- Latihan Soal -
[1] Jawablah pertanyaan berikut berdasarkan kutipan biografi Syariati.
(a) Pada usia berapa dan tahun berapa Syariati masuk Fakultas Sastra Universitas Masyhad?
(b) Berapa lama Syariati dipenjara akibat aktivitas politiknya?
(c) Berapa tahun Syariati menimba ilmu di Paris?
[2] Teruskan kutipan biografi Syariati dari kalimat terakhir yang tercantum.

- Kutipan Bacaan -
================================

Karena pidato-pidato, tulisan-tulisan serta kegiatan-kegiatan perlawanannya
itulah maka pemerintah mengawasinya.
Setelah menginjak usia
23 tahun (1956), Syariati masuk Fakultas Sastra Universitas Masyhad. Ketika itu
Syariati juga terlibat dalam gerakan politik dengan menggabungkan dirinya
bersama kelompok pro-Mushaddiq, oposisi rezim penguasa, serta dibawah Gerakan
Perlawanan Nasional atau NRM (Nasional Revolution Movement) cabang Masyhad, ia
melancarkan gerakan oposisinya melawan rezim pro-Amerika dan Barat. Ia pun
aktif dalam gerakan rakyat dan nasionalis untuk nasionalisasi industri minyak
Iran. Akibat aktivitas politiknya tersebut akhirnya menggiring Syariati ke
penjara selama 8 bulan. Di usia ke-25 tahun, tepatnya pada tanggal 15 Juli 1958,
Syariati menikahi seorang putri dari Haji Ali Akbar bernama Pouran-e Syariati
Razavi. Kebahagiaannya bersama istri kemudian bertambah dengan keberhasilan
Syariati meraih gelar Sarjana, lima bulan setelah pernikahannya.
HIJRAH KE PARIS
Setelah lulus dari Universitas
Masyhad, Syariati meraih beasiswa untuk belajar ke Paris. Di negeri inilah
Syariati merasakan kesempatan terbuka begitu besar membebaskan diri dari
incaran dan ancaman penguasa Iran. Di tempat ini pula Syariati selama lima
tahun menimba beragam ilmu pengetahuan dan terlibat dalam berbagai gerakan.
Syariati banyak menelaah buku-buku yang tidak terdapat atau setidaknya
belum pernah di perolehnya sewaktu di Iran.
Selama di Paris ia
menjalin hubungan secara pribadi dengan para intelektual terkemuka seperti
Louis Massignon (Islamolog Prancis beragama Khatolik), Jean Paul Sartre (Filsuf
Eksistensialis), “Che” Guevara (Pejuang Revolusi Cuba), Frantz Fanon (Pejuang
Revolusi Aljazair), Jacques Berque, Henri Bergson, George Guwitstch, Jean Berck
dan Albert Camus. Sementara itu, dia juga kagum dengan pemikiran A.HD Chandell
dan Jacques Schwartz. Aktivitas Syariati dalam bidang pergerakan politik di
Prancis dalam Gerakan Nasional Anti-Shah Iran di Eropa, yaitu Gerakan
Pembebasan Iran (Liberation Movement Of Iran) ia tunjukan bersama Musthafa
Chamran, Ibrahim Yazdi, Shadiq Quthzadah, Abu Al-Hasan Bani Shadr yang semuanya
menjadi orang penting di Iran pada awal masa Pemerintahan pasca Revolusi Iran
1979.

================================

(Catatan dari set pelabelan titik)
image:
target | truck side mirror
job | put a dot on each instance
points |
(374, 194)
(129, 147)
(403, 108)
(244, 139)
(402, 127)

================================

- Jawaban Berurutan -
[1]
(a) Syariati masuk Fakultas Sastra Universitas Masyhad pada usia 23 tahun, yaitu tahun 1956.
(b) Syariati dipenjara selama 8 bulan.
(c) Syariati menimba ilmu di Paris selama lima tahun.

[2]
Masa tinggal
Syariati di Paris bersamaan dengan periode Revolusi Aljazair. Waktu itu
berbagai Partai dan kelompok di Eropa, bahkan para Sarjana dan Sosiolog, saling
berbeda pendapat, ada yang positif dan adapula yang negatif melihat nasib
rakyat Aljazair. Namun di sisi lain, ada Cendekiawan berpengaruh Frantz Fanon
sebagai Warga Negara Aljazair asal Mortinique sejak awal telah turut aktif
dalam mendukung Revolusi Rakyat Aljazair dan telah menulis berbagai buku,
seperti “ The Wretched Of The Earth” (Yang Terkutuk Di Bumi) dan Tahun Kelima
Revolusi Aljazair. Secara seksama Syariati mempertahankan dan mempelajari apa
yang sedang berlangsung di Aljazair. Penelaahan terhadap karya-karya Fanon
memberikan inspirasi bagi inisiasi Revolusi untuk Negerinya Iran. Menurut
pendapat Syariati, buku “The Wretched Of The Earth” (Yang Terkutuk Di Bumi),
yang mengandung Analisa Sosiologis dan Psikologis mendalam tentanng Revolusi
Aljazair, adalah bingkisan intelektual yang berharga bagi mereka yang sedang
memperjuangkan perubahan di Iran. Dengan menjelaskan teori-teori Fanon, yang tadinya
hampir tidak di kenal sama sekali, serta dengan menerjemahkan dan menerbitkan
beberapa pokok pikirannya, Syariati telah mengumandangkan ide-ide Frantz Fanon
di kalangan rakyat Iran. Syariati mulai mengumandangkan syiar Revolusi bagi
Iran, dengan ucapannya yaitu : “kawan-kawan, mari kita tinggalkan Eropa, mari
kita hentikan sikap meniru-niru Eropa. Mari kita tinggalkan Eropa yang sok
berbicara tentang kemanusiaan, tetapi dimana-mana kerjanya membinasakan
manusia”. Pemikirannya yang memetakan Intelektual, menjadi intelektual Islam
yang meniru dan “ Intelektual Sejati” yang mengikuti tradisi para Nabi yang
menyadarkan umatnya sekaligus punya tanggung jawab dan misi sosial, membuatnya
berpikir tentang Intelektual yang Tercerahkan (Rausyanfikr).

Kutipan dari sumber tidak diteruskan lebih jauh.